Exercise requirements = Copy the items below word for word, starting at the line that contains "We'd be very grateful if you could spot the dark" and continuing through the last line of the items.

Record set =

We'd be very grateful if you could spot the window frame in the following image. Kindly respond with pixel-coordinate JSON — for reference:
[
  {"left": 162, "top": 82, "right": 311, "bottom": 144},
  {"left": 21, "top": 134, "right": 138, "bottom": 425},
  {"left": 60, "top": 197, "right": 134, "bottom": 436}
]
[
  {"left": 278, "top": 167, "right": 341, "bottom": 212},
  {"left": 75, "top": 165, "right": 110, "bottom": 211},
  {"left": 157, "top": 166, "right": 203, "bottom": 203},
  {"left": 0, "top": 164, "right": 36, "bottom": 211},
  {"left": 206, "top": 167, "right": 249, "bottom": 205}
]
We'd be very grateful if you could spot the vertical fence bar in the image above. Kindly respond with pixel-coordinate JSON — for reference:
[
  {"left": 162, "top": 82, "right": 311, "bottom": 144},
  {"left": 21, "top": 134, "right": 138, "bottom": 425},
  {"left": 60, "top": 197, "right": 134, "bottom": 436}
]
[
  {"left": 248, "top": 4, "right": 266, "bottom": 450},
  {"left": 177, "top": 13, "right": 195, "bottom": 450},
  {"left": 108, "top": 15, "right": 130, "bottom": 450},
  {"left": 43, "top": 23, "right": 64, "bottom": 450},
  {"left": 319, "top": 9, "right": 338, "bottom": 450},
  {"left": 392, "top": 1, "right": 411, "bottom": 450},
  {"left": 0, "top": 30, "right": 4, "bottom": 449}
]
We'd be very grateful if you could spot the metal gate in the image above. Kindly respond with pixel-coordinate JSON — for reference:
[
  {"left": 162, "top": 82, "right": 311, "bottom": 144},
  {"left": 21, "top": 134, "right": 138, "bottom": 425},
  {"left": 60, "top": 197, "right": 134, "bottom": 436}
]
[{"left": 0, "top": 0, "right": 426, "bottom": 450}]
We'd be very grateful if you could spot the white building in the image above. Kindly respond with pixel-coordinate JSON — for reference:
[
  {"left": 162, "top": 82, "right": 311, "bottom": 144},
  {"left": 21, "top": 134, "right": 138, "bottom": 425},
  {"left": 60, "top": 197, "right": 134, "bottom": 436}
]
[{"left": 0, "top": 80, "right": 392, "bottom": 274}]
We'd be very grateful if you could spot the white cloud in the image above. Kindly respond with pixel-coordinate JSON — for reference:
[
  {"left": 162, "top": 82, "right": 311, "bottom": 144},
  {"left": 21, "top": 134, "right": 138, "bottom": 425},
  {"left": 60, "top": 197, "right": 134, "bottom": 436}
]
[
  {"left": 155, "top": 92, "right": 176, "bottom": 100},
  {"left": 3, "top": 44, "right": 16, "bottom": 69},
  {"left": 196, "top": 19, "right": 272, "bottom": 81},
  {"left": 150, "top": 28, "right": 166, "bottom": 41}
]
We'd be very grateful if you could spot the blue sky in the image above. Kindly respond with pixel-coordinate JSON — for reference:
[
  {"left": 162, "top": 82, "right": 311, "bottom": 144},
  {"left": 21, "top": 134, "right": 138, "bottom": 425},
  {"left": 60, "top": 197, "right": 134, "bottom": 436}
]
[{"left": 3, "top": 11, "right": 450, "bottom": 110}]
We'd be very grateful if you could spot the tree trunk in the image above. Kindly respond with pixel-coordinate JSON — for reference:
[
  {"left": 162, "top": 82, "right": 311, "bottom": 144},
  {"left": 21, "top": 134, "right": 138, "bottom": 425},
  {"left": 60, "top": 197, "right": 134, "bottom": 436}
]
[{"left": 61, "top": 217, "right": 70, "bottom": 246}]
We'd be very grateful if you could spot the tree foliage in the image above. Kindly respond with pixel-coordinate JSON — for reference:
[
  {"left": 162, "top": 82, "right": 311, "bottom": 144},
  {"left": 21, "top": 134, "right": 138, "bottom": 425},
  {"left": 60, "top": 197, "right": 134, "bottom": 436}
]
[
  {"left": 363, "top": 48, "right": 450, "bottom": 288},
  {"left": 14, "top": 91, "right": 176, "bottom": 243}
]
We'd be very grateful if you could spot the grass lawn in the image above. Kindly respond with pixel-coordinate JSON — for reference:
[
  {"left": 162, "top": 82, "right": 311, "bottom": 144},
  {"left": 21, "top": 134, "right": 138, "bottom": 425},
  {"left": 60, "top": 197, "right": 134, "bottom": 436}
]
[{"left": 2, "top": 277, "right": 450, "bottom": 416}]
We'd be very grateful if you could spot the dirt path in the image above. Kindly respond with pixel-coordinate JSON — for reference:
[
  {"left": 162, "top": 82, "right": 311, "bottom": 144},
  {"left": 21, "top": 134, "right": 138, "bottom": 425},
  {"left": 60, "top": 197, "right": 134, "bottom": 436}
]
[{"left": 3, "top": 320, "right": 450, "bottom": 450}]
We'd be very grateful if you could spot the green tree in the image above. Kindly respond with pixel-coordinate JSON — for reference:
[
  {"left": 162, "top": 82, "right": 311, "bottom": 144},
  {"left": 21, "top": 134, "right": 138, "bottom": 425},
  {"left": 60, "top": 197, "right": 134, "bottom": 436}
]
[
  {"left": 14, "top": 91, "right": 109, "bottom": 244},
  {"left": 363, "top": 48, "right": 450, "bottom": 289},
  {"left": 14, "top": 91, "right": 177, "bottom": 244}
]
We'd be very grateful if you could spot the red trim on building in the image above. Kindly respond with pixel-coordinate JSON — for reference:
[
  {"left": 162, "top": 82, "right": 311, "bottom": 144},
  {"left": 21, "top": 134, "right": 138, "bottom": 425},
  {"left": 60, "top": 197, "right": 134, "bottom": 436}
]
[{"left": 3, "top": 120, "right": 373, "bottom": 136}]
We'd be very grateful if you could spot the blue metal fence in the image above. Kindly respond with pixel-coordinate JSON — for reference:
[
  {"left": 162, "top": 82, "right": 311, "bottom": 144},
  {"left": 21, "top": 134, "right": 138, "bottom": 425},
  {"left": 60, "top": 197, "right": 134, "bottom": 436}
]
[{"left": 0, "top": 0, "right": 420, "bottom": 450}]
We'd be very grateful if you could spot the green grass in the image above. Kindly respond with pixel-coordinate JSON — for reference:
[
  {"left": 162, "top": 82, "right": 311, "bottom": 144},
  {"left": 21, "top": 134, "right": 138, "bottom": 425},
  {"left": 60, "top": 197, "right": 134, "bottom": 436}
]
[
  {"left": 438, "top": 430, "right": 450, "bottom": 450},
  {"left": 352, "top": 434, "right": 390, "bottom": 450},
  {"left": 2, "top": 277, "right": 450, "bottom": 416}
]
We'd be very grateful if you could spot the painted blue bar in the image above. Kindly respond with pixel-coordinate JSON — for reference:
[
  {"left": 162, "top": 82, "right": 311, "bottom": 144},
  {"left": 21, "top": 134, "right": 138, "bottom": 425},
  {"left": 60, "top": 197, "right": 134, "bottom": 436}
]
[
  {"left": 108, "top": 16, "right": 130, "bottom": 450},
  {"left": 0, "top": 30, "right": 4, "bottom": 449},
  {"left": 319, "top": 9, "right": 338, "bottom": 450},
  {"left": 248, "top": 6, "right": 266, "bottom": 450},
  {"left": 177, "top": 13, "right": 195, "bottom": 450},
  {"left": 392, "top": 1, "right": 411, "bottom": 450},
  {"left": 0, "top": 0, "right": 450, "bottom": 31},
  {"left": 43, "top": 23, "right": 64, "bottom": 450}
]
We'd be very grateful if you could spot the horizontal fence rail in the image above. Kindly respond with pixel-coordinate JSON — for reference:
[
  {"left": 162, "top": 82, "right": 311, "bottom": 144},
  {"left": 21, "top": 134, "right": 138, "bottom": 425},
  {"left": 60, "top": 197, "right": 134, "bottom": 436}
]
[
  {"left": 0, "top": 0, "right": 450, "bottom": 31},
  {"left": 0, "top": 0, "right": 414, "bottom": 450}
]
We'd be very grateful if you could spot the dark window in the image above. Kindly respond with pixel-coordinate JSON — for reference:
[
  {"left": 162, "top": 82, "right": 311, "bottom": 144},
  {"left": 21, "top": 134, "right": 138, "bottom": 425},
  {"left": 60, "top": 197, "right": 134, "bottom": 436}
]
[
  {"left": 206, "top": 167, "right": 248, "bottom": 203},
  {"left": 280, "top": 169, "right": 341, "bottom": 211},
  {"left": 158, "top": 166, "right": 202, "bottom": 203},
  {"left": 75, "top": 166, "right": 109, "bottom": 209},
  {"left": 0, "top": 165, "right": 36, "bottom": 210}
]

Exercise answer =
We'd be very grateful if you could spot the dark window in the image above. Kindly respond with pixel-coordinate JSON — for reference:
[
  {"left": 162, "top": 82, "right": 311, "bottom": 144},
  {"left": 21, "top": 134, "right": 138, "bottom": 425},
  {"left": 60, "top": 197, "right": 134, "bottom": 436}
]
[
  {"left": 206, "top": 167, "right": 248, "bottom": 203},
  {"left": 280, "top": 169, "right": 341, "bottom": 211},
  {"left": 158, "top": 166, "right": 202, "bottom": 203},
  {"left": 75, "top": 166, "right": 109, "bottom": 209},
  {"left": 0, "top": 165, "right": 36, "bottom": 210}
]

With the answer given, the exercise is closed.